▶ SET EXERCISE
In the news text about UBS and its French tax fine, how long could the French case take to be resolved?

▶ EXCERPTED TEXT
------------

(Bloomberg) -- Are UBS Group AG executives in denial about a looming French tax fine, or will their decision to make only a small provision for the payout turn out to be a masterstroke?

The world’s largest wealth manager has set aside just one-tenth of the 4.5 billion-euro ($5.1 billion) it was ordered to pay by a French judge last month as it appeals one of the highest penalties ever imposed on a Swiss bank. UBS gambled earlier by taking the case to trial rather than settling for what might have been a much lower amount.

Whatever the final outcome, keeping the provision low for now means the Swiss bank led by Sergio Ermotti has more money to reward shareholders with buybacks in the coming years. The French case may take "at least another four years" to be resolved as it works its way through the nation’s Court of Appeals and Supreme Court, Vontobel analyst Andreas Venditti said.

Ermotti -- like many European bank executives -- needs all the tools he can get to keep investors on board. The stock lost 32 percent of its value last year despite its positive financial results. That’s slightly worse than the 28 percent drop on the benchmark STOXX Europe 600 Banks Index. Before the verdict was announced, UBS had said its would buy back up to $1 billion of its stock this year.

UBS struck an optimistic tone today, saying it believes the verdict should be reversed and that it will be able to release the legal provisions eventually, even as it set aside $516 million for the fine.

------------

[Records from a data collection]
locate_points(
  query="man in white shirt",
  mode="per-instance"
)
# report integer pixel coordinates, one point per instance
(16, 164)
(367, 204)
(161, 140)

------------

▶ WRITTEN RESPONSE
At least another four years.